→ EXERCISE DESCRIPTION: Write out again only the lines running from the one that contains "Query: black ornate street lamp" to the end of the records below, including both the first and the last.

→ RECORDED INFORMATION:
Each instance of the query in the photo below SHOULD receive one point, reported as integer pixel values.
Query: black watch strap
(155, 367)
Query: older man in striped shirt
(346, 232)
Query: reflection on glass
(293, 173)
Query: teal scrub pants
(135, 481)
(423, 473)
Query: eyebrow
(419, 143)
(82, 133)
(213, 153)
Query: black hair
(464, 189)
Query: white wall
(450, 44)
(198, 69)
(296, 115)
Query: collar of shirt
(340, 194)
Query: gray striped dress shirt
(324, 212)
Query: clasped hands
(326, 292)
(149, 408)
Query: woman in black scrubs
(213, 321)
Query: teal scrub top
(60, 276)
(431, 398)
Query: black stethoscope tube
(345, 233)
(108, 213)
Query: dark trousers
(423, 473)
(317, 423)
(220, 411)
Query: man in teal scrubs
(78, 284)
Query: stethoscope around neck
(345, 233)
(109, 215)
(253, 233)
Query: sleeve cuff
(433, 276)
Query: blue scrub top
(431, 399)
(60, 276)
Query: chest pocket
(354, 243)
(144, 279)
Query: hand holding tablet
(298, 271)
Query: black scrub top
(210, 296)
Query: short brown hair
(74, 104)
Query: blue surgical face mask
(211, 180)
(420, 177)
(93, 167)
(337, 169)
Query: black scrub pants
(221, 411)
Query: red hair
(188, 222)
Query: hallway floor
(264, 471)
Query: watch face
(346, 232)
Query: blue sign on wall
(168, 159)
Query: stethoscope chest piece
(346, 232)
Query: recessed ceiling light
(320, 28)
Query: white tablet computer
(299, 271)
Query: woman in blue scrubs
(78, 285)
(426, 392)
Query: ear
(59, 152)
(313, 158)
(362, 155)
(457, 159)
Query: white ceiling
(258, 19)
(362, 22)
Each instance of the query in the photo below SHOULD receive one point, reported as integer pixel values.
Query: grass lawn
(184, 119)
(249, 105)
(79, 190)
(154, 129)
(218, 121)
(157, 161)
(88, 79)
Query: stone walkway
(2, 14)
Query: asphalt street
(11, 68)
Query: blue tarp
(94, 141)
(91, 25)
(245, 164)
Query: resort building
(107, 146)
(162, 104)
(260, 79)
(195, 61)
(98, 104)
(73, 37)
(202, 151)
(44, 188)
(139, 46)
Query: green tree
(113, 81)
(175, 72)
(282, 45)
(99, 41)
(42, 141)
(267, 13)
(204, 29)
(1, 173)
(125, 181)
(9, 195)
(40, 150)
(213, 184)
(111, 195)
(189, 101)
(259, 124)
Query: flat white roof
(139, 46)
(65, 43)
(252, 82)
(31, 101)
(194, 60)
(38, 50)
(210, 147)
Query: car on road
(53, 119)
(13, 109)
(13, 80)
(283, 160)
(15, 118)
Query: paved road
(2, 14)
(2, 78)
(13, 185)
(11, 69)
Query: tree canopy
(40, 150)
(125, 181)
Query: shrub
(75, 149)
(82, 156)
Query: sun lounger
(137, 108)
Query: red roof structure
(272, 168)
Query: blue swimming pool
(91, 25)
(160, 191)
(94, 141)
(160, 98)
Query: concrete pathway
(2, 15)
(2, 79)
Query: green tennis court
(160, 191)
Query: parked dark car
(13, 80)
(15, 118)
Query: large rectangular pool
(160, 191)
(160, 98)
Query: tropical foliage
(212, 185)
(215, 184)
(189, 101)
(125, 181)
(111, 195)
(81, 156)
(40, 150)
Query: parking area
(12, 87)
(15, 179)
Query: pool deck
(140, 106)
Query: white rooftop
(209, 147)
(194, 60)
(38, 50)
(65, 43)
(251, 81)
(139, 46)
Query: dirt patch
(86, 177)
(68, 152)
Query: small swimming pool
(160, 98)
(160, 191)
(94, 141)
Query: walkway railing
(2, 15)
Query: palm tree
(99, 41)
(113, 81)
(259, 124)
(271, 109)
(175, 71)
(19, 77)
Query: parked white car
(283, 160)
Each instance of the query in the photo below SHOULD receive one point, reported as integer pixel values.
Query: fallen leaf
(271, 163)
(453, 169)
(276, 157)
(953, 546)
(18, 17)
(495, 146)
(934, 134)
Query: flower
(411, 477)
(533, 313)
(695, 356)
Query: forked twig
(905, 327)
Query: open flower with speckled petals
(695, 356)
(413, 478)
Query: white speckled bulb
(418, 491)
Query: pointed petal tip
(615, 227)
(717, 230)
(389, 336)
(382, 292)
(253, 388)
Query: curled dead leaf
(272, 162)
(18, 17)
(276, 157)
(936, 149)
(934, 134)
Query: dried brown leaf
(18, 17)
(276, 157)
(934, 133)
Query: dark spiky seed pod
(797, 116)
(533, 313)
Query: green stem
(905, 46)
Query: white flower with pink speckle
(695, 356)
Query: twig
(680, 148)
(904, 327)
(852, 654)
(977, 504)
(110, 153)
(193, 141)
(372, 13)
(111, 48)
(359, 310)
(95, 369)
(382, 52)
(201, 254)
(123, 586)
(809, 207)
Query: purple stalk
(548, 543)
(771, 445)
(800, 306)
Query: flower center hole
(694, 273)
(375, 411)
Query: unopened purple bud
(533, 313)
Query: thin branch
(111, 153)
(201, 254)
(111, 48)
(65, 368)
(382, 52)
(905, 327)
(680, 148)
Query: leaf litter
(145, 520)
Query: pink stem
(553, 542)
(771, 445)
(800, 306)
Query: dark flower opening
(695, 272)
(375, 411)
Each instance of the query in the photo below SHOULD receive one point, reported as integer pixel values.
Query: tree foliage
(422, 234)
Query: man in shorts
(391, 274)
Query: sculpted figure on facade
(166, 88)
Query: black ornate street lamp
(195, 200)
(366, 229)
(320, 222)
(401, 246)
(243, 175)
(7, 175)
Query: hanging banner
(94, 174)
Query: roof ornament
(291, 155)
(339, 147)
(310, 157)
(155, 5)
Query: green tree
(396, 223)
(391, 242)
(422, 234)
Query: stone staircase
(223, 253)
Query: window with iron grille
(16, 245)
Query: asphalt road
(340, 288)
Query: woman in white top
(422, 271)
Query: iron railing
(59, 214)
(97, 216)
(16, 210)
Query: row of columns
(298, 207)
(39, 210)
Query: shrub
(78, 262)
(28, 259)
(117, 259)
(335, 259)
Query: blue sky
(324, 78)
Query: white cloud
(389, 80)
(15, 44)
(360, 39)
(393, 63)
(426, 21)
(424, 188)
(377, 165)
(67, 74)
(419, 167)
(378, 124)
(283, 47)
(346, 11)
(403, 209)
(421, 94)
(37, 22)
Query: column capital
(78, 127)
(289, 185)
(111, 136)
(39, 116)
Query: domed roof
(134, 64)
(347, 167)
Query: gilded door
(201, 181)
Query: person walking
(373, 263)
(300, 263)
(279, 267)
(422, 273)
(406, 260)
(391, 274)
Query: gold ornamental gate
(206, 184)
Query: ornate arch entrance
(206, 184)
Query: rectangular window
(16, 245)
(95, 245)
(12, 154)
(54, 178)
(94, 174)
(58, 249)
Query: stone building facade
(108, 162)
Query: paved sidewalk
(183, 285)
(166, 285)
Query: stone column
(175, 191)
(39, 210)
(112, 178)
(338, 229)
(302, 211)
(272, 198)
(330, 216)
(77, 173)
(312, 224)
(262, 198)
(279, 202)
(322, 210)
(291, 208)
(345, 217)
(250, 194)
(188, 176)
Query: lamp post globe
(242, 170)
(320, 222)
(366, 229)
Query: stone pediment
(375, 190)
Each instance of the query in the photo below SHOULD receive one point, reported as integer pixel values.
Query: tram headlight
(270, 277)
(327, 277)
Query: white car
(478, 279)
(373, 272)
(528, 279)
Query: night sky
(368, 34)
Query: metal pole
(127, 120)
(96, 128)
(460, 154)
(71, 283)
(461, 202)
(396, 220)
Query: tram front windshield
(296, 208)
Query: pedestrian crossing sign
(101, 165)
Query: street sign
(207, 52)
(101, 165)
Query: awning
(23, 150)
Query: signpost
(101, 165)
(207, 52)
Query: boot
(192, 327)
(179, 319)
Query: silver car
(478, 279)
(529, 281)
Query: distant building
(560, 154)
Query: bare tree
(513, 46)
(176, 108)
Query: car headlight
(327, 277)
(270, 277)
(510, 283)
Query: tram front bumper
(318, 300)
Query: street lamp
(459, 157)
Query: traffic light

→ RESULT FOR THIS TASK:
Query: black ornate street lamp
(195, 200)
(366, 229)
(320, 222)
(401, 246)
(243, 175)
(7, 175)
Query: hanging banner
(94, 174)
Query: roof ornament
(291, 155)
(339, 147)
(310, 157)
(155, 5)
Query: green tree
(396, 223)
(391, 242)
(422, 234)
Query: stone staircase
(223, 253)
Query: window with iron grille
(16, 245)
Query: asphalt road
(340, 288)
Query: woman in white top
(422, 271)
Query: iron railing
(59, 214)
(97, 216)
(16, 210)
Query: row of columns
(298, 207)
(39, 210)
Query: shrub
(78, 262)
(28, 259)
(117, 259)
(335, 259)
Query: blue sky
(324, 78)
Query: white cloud
(389, 80)
(15, 44)
(360, 39)
(393, 63)
(426, 21)
(424, 188)
(377, 165)
(67, 74)
(419, 167)
(378, 124)
(283, 47)
(346, 11)
(403, 209)
(421, 94)
(37, 22)
Query: column capital
(78, 127)
(289, 185)
(111, 136)
(39, 116)
Query: domed roof
(134, 64)
(347, 167)
Query: gilded door
(201, 181)
Query: person walking
(373, 263)
(300, 263)
(279, 267)
(422, 273)
(406, 260)
(391, 274)
Query: gold ornamental gate
(206, 184)
Query: ornate arch entrance
(206, 184)
Query: rectangular window
(16, 245)
(95, 245)
(12, 154)
(54, 178)
(94, 174)
(58, 249)
Query: stone building facade
(108, 162)
Query: paved sidewalk
(183, 285)
(166, 285)
Query: stone column
(175, 191)
(39, 210)
(112, 178)
(338, 229)
(302, 211)
(272, 198)
(330, 216)
(77, 173)
(312, 224)
(262, 198)
(279, 202)
(322, 210)
(291, 208)
(345, 217)
(250, 194)
(188, 176)
Query: lamp post globe
(242, 170)
(320, 222)
(366, 229)
Query: stone pediment
(375, 190)
Each instance of the query in the photo below SHOULD receive one point, reported as integer pixel values.
Query: tram headlight
(270, 277)
(327, 277)
Query: white car
(478, 279)
(373, 272)
(528, 279)
Query: night sky
(368, 34)
Query: metal pole
(127, 120)
(96, 128)
(460, 154)
(71, 283)
(461, 202)
(396, 220)
Query: tram front windshield
(296, 208)
Query: pedestrian crossing sign
(101, 165)
Query: street sign
(207, 52)
(101, 165)
Query: awning
(23, 150)
Query: signpost
(101, 165)
(207, 52)
Query: boot
(192, 327)
(179, 319)
Query: silver car
(478, 279)
(529, 281)
Query: distant building
(560, 154)
Query: bare tree
(513, 46)
(176, 108)
Query: car headlight
(327, 277)
(270, 277)
(510, 283)
Query: tram front bumper
(318, 300)
Query: street lamp
(459, 157)
Query: traffic light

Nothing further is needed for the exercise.